[Coordinate annotation records]
────

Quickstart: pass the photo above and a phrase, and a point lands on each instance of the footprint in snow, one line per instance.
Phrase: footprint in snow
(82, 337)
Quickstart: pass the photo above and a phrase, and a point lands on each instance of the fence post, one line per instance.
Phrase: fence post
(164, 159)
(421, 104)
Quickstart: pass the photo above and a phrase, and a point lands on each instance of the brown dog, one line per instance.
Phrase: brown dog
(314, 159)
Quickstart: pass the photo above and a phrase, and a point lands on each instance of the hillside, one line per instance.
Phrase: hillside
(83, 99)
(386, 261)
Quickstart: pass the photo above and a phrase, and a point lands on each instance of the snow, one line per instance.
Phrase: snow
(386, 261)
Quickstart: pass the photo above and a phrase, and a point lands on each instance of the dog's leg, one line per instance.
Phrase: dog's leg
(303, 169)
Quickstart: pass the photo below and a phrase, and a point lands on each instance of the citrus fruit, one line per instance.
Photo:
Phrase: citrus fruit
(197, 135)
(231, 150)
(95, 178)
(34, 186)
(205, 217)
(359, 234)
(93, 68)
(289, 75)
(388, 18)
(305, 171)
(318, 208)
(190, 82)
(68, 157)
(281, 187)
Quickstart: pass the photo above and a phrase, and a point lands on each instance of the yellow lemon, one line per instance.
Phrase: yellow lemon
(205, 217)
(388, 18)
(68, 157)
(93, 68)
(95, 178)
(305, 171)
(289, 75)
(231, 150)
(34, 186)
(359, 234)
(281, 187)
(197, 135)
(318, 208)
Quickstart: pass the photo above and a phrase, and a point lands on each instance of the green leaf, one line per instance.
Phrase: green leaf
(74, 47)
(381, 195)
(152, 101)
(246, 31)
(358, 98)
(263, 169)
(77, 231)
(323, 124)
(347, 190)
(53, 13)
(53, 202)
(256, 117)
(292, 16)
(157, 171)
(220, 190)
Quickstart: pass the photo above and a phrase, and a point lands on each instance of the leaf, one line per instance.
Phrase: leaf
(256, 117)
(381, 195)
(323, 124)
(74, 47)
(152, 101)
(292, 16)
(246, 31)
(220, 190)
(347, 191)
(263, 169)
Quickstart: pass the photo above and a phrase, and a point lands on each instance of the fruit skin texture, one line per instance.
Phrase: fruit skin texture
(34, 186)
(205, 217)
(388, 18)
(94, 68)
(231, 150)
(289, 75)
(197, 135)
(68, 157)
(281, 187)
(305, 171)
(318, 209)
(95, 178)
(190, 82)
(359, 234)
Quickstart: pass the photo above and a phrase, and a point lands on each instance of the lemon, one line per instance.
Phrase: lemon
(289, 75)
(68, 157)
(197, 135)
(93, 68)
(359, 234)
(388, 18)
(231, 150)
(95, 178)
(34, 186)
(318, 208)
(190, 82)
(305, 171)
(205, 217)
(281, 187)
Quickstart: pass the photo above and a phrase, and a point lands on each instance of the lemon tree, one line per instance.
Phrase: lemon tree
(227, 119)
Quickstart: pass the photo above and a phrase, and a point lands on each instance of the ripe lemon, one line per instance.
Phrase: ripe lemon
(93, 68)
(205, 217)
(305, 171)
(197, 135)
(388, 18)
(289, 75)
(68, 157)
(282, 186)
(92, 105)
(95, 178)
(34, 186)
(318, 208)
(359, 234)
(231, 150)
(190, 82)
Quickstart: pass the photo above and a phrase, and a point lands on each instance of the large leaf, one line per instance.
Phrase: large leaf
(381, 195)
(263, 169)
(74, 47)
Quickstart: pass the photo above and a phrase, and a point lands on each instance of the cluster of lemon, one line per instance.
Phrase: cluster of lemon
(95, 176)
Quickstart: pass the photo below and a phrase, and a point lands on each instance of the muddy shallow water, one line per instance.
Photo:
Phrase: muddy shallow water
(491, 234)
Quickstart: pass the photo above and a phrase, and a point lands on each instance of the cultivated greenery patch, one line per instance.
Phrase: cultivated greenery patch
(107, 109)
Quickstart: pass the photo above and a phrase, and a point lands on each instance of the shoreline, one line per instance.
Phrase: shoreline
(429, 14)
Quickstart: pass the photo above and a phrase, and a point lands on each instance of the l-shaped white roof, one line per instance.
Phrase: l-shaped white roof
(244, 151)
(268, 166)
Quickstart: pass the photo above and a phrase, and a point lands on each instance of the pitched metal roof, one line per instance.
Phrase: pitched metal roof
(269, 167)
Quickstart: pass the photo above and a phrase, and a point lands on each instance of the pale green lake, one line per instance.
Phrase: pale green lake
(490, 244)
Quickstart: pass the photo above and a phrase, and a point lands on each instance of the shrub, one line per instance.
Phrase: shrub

────

Aim of the task: Repeat the material in full, exactly as it stands.

Correct response:
Quickstart: pass the photo above and a phrase, and a point lands on each instance of the footprint in snow, one line per instance.
Phrase: footprint in snow
(82, 337)
Quickstart: pass the photo above and a phrase, and a point lands on each instance of the fence post, one line per instance.
Phrase: fence post
(164, 159)
(421, 104)
Quickstart: pass the photo above and a phrase, and a point lands on each instance of the brown dog, one line per instance.
Phrase: brown dog
(314, 159)
Quickstart: pass the photo above and a phrase, and a point lands on each instance of the hillside, one line per instance.
Phrase: hillside
(83, 99)
(386, 261)
Quickstart: pass the photo above and a phrase, and a point lands on each instance of the snow, one line per instance.
Phrase: snow
(386, 261)
Quickstart: pass the photo above and a phrase, and a point lands on each instance of the dog's leg, one line per instance.
Phrase: dog's leg
(303, 169)
Quickstart: pass the photo below and a phrase, and a point lands on each instance of the citrus fruit, one line per instance.
Photo:
Phrase: citrus fruit
(197, 135)
(231, 150)
(95, 178)
(34, 186)
(205, 217)
(359, 234)
(93, 68)
(289, 75)
(388, 18)
(305, 171)
(318, 208)
(190, 82)
(68, 157)
(281, 187)
Quickstart: pass the photo above and a phrase, and a point lands on each instance of the yellow lemon, one line per instance.
Phrase: yellow lemon
(205, 217)
(388, 18)
(68, 157)
(93, 68)
(95, 178)
(305, 171)
(289, 75)
(231, 150)
(34, 186)
(359, 234)
(281, 187)
(197, 135)
(318, 208)
Quickstart: pass the photo above and a phrase, and a point lands on each instance of the green leaf, one line per instance.
Phrase: green leaf
(74, 47)
(381, 195)
(152, 101)
(246, 31)
(358, 98)
(263, 169)
(77, 231)
(323, 124)
(347, 190)
(53, 13)
(53, 202)
(256, 117)
(292, 16)
(157, 171)
(220, 190)
Quickstart: pass the photo above and a phrase, and a point lands on each instance of the leaf, one line per instance.
Phrase: leaf
(256, 117)
(381, 195)
(323, 124)
(74, 47)
(152, 101)
(292, 16)
(246, 31)
(220, 190)
(347, 191)
(263, 169)
Quickstart: pass the photo above and a phrase, and a point lands on each instance of the fruit skin texture, one line per instance.
Phrase: fruit skin texture
(34, 186)
(205, 217)
(388, 18)
(94, 68)
(231, 150)
(289, 75)
(197, 135)
(68, 157)
(281, 187)
(305, 171)
(318, 209)
(95, 178)
(190, 82)
(359, 234)
Quickstart: pass the photo above and a phrase, and a point lands on each instance of the lemon, one line per instance.
Phrase: lemon
(289, 75)
(68, 157)
(197, 135)
(93, 68)
(359, 234)
(388, 18)
(231, 150)
(95, 178)
(34, 186)
(318, 208)
(190, 82)
(305, 171)
(205, 217)
(281, 187)
Quickstart: pass the photo above and a phrase, and a point lands on each instance of the lemon tree, one line per instance.
Phrase: lemon tree
(227, 119)
Quickstart: pass the photo above and a phrase, and a point lands on each instance of the ripe lemon, one line per instance.
Phrase: ripe lemon
(93, 68)
(205, 217)
(305, 171)
(197, 135)
(388, 18)
(289, 75)
(68, 157)
(282, 186)
(92, 105)
(95, 178)
(34, 186)
(318, 208)
(359, 234)
(231, 150)
(190, 82)
Quickstart: pass the photo above and a phrase, and a point lands on each instance of the large leaf, one line per instance.
Phrase: large leaf
(381, 195)
(263, 169)
(74, 47)
Quickstart: pass the photo above and a phrase, and a point lands on each instance of the cluster of lemon, one line per instance.
Phrase: cluster of lemon
(95, 176)
Quickstart: pass the photo below and a phrase, and a point lands on each instance of the muddy shallow water, one line per instance.
Photo:
Phrase: muddy shallow water
(491, 234)
Quickstart: pass the photo above and a phrase, and a point lands on each instance of the cultivated greenery patch, one line per instance.
Phrase: cultivated greenery patch
(107, 109)
Quickstart: pass the photo above and a phrase, and a point lands on each instance of the shoreline, one line per instance.
Phrase: shoreline
(429, 14)
Quickstart: pass the photo above and a phrase, and a point lands on each instance of the l-shaped white roof, one line per instance.
Phrase: l-shaped white roof
(244, 151)
(268, 166)
Quickstart: pass the photo above and a phrase, and a point lands on each instance of the pitched metal roof, one line per instance.
Phrase: pitched metal roof
(269, 167)
Quickstart: pass the photo above and a phrase, and a point lands on each instance of the pale green lake, one line per instance.
Phrase: pale green lake
(490, 244)
Quickstart: pass the photo above and a phrase, and a point lands on each instance of the shrub, one line per instance.
Phrase: shrub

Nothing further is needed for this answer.